TASK GOAL> Rewrite the passage of the P. Allen Smith profile starting at "Smith's institutional affiliations" and ending at "of Poultry Antiquities.", putting "Director" in place of "Trustee".

Returning to Arkansas, Smith entered the family nursery and garden-design business before founding P. Allen Smith & Associates, a Little Rock, AR landscape and garden design-construction firm. His design philosophy, rooted in the classical English tradition of Palladio, Brown, and Repton has made him one of the most sought-after landscape designers in the country.

Smith has also built his national media profile as host and producer of P. Allen Smith's Garden Home, distributed by American Public Television and among PBS's most successful and longest-running lifestyle programs, along with P. Allen Smith's Garden to Table and the syndicated Garden Style. He was a recurring garden and design contributor on NBC's Today Show and Good Morning America, his work has been frequently published in addition to his television work.

The centerpiece of Smith's public profile is Moss Mountain Farm, his 550-acre estate on the Arkansas River near Little Rock, cited as a contemporary example of the Ferme Ornée tradition. The property functions as both a working design laboratory and destination. In 2020, Smith expanded his enterprise into green manufacturing with the acquisition of Extreme Panel Technologies, a structurally insulated panel (SIP) company, extending his design influence into sustainable, energy-efficient construction.

Smith's institutional affiliations reflect standing at the top tier of American horticulture and preservation. He is a Trustee of Winterthur, a former Board Member of the Royal Oak Foundation (the U.S. partner of Britain's National Trust), a Certified Fellow of the Royal Horticultural Society, and an Honorary Member of the Garden Club of America, which awarded him its Medal of Honor in 2006. He also serves as Honorary President of the Herb Society of America and is a life member of the Livestock Conservancy, the Rare Breeds Trust (UK), and the Society for the Preservation of Poultry Antiquities.

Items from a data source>
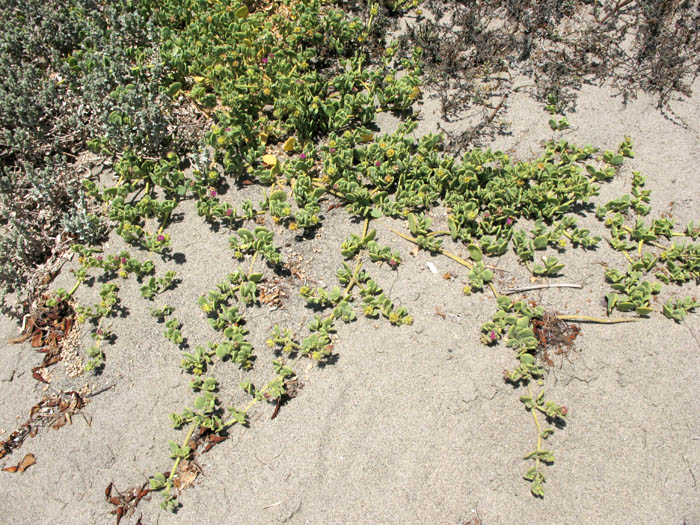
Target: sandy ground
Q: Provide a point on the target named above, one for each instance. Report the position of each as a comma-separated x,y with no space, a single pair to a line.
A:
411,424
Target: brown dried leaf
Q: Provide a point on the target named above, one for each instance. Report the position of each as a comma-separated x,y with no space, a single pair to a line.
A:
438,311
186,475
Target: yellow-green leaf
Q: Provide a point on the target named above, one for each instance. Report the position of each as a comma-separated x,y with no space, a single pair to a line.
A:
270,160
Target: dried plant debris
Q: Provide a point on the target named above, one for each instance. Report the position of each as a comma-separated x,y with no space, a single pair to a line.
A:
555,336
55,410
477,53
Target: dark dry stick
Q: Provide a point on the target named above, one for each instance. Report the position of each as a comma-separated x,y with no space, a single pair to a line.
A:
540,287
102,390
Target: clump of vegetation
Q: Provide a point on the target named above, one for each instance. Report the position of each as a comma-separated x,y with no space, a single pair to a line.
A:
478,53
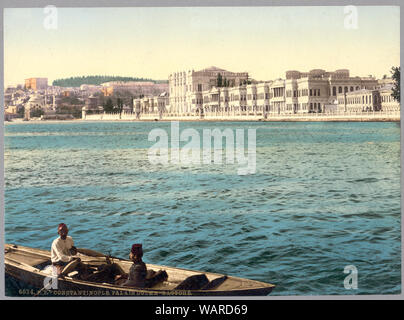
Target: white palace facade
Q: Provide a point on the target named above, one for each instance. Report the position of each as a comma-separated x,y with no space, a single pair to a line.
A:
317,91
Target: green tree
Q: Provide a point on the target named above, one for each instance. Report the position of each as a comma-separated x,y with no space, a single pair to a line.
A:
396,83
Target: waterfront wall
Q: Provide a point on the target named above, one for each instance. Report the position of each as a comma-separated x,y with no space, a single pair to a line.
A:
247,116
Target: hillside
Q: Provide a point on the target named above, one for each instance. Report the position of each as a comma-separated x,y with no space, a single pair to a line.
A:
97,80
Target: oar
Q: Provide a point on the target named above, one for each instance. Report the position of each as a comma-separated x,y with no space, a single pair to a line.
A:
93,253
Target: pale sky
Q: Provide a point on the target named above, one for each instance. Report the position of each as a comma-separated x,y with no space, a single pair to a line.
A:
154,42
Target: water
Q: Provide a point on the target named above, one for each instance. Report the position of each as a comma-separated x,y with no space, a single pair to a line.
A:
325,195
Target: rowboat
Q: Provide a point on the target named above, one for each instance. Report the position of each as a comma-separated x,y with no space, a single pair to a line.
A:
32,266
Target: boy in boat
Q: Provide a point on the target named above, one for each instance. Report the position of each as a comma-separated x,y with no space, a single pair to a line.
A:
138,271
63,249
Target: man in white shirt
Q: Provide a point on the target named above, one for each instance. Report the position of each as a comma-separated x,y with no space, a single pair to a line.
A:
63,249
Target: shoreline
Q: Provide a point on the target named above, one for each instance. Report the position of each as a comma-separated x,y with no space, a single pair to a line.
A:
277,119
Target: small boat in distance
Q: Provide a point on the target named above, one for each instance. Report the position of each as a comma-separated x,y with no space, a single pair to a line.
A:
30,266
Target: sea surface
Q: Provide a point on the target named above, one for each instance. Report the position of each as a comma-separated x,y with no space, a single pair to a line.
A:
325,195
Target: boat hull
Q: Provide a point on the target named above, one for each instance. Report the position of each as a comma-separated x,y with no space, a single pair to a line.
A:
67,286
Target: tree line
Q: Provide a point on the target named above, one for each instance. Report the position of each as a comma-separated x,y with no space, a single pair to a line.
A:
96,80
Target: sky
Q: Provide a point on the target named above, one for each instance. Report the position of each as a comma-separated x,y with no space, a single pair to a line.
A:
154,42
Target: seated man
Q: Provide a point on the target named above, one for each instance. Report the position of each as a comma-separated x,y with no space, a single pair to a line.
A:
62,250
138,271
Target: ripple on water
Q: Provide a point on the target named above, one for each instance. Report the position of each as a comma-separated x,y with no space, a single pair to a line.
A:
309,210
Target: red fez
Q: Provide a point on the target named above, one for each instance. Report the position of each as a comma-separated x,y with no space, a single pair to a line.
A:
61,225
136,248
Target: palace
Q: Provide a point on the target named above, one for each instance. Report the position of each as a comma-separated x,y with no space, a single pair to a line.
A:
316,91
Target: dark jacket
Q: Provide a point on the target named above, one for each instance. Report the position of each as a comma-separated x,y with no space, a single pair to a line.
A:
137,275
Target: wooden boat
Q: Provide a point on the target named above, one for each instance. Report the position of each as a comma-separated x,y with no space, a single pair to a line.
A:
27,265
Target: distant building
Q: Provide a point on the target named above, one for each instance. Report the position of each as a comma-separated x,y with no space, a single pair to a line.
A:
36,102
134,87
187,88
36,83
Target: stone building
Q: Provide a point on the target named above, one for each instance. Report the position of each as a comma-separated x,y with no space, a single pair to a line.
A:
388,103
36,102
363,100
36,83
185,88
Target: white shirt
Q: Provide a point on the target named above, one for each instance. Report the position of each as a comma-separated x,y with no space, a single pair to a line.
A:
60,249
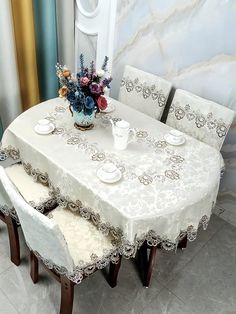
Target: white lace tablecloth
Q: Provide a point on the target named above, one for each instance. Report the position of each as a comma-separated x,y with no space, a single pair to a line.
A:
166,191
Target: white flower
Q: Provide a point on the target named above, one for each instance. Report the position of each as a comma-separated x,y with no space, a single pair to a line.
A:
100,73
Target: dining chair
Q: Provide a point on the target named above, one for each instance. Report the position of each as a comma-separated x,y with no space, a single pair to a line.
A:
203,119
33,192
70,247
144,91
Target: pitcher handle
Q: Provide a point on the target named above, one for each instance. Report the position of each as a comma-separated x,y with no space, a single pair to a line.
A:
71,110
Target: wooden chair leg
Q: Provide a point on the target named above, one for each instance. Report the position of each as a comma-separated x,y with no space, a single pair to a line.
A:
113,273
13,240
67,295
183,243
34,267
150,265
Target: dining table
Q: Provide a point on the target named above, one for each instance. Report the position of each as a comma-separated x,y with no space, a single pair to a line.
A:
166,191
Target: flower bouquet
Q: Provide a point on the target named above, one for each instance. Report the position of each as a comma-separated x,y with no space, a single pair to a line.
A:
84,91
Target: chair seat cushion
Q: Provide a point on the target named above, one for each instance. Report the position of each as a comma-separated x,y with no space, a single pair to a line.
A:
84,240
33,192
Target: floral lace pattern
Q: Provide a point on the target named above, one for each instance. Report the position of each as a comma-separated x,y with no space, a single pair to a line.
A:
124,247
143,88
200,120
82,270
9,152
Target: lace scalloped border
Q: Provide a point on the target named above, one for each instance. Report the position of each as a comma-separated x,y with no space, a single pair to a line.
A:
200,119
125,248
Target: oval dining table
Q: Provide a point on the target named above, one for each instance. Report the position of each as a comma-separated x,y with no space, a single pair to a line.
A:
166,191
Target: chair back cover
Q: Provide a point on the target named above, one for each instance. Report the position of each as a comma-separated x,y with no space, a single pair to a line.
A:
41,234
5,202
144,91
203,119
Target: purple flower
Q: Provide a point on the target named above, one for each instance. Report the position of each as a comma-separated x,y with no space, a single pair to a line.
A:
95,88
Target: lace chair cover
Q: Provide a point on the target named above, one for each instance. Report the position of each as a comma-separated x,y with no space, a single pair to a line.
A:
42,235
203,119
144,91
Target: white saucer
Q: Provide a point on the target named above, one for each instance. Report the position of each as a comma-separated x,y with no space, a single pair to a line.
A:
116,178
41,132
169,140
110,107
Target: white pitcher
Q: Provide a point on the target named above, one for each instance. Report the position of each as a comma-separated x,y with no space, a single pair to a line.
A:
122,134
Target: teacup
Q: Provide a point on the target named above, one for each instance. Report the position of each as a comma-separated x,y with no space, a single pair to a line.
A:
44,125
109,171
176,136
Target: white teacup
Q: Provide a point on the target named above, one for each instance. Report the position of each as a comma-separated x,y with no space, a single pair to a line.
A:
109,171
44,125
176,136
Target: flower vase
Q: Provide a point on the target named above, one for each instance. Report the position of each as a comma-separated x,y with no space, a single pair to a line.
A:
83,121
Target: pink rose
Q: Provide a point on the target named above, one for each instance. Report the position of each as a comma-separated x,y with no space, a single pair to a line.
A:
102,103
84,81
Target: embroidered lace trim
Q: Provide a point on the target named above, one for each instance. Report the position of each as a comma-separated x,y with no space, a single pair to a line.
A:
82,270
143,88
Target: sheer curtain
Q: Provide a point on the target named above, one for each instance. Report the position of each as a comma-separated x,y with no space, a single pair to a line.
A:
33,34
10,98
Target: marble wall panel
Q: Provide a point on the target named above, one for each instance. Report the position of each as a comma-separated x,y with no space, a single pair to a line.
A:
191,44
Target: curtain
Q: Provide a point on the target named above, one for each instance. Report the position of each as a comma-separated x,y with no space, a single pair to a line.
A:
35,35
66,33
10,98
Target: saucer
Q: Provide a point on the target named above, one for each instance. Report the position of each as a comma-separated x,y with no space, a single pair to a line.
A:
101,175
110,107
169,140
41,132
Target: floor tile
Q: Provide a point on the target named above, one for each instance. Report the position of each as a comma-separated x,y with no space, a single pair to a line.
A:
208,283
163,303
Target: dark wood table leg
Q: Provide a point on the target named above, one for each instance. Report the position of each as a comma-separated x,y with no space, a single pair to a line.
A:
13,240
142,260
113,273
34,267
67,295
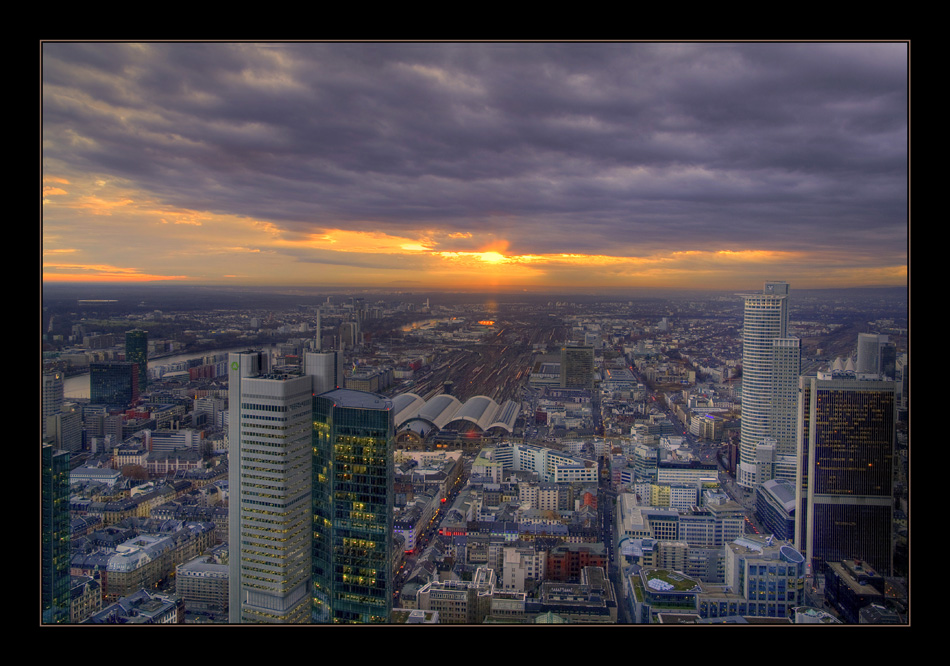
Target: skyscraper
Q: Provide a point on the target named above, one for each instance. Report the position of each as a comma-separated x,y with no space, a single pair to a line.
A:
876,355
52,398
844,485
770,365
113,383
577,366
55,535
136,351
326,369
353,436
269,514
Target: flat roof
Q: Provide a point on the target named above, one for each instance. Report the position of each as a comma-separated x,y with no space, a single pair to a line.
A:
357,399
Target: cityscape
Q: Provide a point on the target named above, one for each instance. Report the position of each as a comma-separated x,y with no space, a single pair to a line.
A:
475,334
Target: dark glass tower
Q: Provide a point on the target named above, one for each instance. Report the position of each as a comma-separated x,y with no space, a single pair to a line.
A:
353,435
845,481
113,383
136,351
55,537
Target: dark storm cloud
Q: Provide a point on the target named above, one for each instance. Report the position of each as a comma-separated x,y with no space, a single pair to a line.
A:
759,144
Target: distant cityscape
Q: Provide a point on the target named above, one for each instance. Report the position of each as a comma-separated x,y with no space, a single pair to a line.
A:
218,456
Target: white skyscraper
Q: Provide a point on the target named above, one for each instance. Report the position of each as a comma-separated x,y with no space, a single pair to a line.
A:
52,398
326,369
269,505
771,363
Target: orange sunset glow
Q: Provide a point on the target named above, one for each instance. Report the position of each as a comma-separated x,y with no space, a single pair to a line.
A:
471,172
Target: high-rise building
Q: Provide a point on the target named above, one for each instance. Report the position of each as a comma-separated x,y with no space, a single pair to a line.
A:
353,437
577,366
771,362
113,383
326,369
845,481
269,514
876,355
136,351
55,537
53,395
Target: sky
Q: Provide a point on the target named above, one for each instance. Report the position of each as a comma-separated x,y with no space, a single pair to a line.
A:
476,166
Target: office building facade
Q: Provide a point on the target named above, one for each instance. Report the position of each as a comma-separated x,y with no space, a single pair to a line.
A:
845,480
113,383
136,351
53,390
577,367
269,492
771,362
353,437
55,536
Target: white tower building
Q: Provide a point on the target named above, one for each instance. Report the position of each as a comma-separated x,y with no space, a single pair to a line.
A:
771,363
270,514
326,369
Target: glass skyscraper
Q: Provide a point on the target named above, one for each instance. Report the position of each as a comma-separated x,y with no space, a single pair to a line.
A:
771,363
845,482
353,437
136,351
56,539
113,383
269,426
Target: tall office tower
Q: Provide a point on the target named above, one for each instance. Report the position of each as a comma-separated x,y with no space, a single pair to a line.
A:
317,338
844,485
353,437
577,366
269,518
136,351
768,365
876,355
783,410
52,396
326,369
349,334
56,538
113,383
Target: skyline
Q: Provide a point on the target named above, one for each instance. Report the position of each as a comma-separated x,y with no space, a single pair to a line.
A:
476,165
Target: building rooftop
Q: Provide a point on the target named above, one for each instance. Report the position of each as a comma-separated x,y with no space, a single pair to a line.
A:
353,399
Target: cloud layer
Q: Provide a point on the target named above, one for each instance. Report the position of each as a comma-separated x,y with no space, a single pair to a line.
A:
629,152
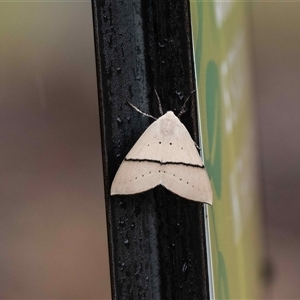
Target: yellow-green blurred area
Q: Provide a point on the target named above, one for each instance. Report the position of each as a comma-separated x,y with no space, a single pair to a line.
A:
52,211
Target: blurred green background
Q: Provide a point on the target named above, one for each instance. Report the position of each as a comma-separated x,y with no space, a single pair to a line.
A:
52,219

WORKED ANSWER>
Smith's institutional affiliations reflect standing at the top tier of American horticulture and preservation. He is a Director of Winterthur, a former Board Member of the Royal Oak Foundation (the U.S. partner of Britain's National Trust), a Certified Fellow of the Royal Horticultural Society, and an Honorary Member of the Garden Club of America, which awarded him its Medal of Honor in 2006. He also serves as Honorary President of the Herb Society of America and is a life member of the Livestock Conservancy, the Rare Breeds Trust (UK), and the Society for the Preservation of Poultry Antiquities.